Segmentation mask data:
━━━━━━

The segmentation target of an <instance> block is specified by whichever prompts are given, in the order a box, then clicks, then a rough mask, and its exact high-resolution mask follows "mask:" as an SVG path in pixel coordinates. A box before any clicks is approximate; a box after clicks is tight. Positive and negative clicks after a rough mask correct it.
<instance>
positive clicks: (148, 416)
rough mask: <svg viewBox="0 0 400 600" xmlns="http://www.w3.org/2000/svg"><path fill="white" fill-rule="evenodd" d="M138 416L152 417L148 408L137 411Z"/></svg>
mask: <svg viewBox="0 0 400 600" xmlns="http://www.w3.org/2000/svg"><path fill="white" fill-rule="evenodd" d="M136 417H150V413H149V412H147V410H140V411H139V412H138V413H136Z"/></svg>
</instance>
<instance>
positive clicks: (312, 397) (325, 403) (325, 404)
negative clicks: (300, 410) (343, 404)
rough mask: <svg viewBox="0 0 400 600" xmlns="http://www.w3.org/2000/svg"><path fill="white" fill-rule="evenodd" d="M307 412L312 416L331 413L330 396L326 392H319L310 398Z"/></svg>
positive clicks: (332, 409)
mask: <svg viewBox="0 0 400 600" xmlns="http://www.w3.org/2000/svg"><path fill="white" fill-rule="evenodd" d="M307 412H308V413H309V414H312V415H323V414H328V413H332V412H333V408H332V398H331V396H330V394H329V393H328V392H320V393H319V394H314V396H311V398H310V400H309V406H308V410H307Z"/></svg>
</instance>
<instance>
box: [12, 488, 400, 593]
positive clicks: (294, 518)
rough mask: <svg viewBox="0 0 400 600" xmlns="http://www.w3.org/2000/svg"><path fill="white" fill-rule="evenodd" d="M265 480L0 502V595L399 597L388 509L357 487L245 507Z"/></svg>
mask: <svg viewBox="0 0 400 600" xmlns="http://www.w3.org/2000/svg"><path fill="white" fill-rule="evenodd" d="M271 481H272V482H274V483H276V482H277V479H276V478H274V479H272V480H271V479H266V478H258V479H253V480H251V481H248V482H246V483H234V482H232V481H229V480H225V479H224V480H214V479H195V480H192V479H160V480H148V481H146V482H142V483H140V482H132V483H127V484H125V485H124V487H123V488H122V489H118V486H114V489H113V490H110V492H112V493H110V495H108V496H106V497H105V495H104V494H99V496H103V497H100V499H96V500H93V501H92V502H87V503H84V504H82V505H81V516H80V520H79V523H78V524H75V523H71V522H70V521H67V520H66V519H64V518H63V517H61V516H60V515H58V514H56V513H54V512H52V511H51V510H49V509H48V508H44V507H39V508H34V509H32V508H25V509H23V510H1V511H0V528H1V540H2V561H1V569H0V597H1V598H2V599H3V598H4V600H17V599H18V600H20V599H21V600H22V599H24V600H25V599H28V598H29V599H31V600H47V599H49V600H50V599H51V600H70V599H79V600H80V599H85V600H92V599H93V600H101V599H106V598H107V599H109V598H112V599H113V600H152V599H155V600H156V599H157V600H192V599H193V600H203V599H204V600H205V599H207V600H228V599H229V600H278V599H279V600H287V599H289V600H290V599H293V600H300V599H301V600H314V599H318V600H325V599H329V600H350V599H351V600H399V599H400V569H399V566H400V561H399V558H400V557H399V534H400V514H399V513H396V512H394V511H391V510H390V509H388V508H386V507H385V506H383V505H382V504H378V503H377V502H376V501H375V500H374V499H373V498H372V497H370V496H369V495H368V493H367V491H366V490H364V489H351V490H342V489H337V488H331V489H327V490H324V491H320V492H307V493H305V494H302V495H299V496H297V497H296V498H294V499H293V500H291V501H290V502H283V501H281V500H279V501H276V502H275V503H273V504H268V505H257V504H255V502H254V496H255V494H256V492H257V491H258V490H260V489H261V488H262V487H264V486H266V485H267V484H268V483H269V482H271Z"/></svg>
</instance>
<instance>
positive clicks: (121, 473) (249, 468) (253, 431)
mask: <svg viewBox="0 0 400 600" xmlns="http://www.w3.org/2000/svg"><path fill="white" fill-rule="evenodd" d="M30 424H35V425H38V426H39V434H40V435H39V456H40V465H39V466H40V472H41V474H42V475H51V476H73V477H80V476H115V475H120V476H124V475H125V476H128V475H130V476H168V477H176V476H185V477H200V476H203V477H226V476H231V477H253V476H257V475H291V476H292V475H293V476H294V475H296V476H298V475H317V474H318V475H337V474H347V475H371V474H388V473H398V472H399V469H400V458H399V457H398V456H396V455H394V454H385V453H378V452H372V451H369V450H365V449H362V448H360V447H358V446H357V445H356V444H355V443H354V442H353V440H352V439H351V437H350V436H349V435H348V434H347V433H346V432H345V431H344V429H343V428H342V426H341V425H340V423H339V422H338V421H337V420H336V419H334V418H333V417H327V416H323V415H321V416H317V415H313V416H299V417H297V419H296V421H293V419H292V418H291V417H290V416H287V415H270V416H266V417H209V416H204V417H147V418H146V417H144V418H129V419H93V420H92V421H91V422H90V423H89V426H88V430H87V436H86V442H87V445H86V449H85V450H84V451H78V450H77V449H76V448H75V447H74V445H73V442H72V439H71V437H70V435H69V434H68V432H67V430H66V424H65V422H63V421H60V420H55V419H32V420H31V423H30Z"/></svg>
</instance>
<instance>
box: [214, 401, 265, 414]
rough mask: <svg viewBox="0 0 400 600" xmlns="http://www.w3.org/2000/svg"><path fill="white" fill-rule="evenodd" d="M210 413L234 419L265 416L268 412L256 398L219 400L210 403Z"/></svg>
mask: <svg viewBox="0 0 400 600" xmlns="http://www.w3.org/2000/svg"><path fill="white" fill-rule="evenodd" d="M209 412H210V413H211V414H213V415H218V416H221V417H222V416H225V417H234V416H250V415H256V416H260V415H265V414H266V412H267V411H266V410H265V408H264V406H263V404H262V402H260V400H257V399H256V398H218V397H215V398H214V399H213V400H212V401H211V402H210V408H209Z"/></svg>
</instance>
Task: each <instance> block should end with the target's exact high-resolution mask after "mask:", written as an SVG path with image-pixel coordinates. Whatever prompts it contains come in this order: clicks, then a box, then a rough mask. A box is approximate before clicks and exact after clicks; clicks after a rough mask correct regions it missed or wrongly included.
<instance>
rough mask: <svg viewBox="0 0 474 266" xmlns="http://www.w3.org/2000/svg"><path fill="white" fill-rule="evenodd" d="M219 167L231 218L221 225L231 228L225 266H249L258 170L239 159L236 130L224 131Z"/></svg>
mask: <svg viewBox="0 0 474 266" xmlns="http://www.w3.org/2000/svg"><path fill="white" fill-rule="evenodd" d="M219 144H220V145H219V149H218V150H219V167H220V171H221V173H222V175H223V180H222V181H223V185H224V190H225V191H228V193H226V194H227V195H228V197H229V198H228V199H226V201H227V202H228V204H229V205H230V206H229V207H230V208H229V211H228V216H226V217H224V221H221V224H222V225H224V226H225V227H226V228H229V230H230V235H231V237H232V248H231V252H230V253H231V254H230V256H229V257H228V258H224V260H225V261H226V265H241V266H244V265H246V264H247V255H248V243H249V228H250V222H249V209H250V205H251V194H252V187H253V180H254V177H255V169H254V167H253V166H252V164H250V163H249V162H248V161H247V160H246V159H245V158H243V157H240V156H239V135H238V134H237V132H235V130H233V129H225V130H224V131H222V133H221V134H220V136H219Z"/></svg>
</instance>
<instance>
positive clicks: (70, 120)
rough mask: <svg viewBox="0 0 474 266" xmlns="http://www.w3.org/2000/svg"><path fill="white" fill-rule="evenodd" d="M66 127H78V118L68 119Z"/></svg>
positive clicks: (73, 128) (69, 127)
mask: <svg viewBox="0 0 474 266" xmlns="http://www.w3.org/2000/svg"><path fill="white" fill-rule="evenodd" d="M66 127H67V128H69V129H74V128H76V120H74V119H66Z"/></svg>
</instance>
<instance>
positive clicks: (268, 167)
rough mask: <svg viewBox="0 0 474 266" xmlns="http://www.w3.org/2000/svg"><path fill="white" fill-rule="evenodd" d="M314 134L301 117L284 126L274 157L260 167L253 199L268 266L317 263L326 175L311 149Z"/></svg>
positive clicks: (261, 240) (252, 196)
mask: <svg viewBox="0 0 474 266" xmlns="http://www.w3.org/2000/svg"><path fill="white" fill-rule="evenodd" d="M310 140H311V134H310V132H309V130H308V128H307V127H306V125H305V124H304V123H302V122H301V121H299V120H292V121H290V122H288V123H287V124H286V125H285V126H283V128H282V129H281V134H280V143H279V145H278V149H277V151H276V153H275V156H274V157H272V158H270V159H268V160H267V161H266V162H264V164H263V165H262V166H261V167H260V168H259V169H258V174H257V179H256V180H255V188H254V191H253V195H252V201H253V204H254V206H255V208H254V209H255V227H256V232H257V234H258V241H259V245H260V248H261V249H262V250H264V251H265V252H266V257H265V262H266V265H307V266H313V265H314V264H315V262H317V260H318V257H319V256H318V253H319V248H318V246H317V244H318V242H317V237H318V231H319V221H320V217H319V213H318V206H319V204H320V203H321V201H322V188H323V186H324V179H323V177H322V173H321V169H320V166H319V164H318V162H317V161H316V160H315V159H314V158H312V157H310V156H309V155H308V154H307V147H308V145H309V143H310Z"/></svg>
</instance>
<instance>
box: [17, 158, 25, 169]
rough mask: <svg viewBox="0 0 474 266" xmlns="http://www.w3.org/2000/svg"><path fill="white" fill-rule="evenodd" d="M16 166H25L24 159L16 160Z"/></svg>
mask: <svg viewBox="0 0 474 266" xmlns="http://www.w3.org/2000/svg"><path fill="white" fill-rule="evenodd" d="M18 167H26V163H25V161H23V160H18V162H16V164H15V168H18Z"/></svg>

━━━━━━

**Exercise goal:** Return every line of the data above that contains the string "negative".

**Result of the task:**
The segmentation target of an <instance> block is specified by whichever prompts are given, in the order a box, then clicks, then a rough mask, and its exact high-resolution mask follows "mask:" as an SVG path in pixel coordinates. A box before any clicks is approximate; a box after clicks is tight. Positive and negative clicks after a rough mask correct it.
negative clicks: (300, 410) (343, 404)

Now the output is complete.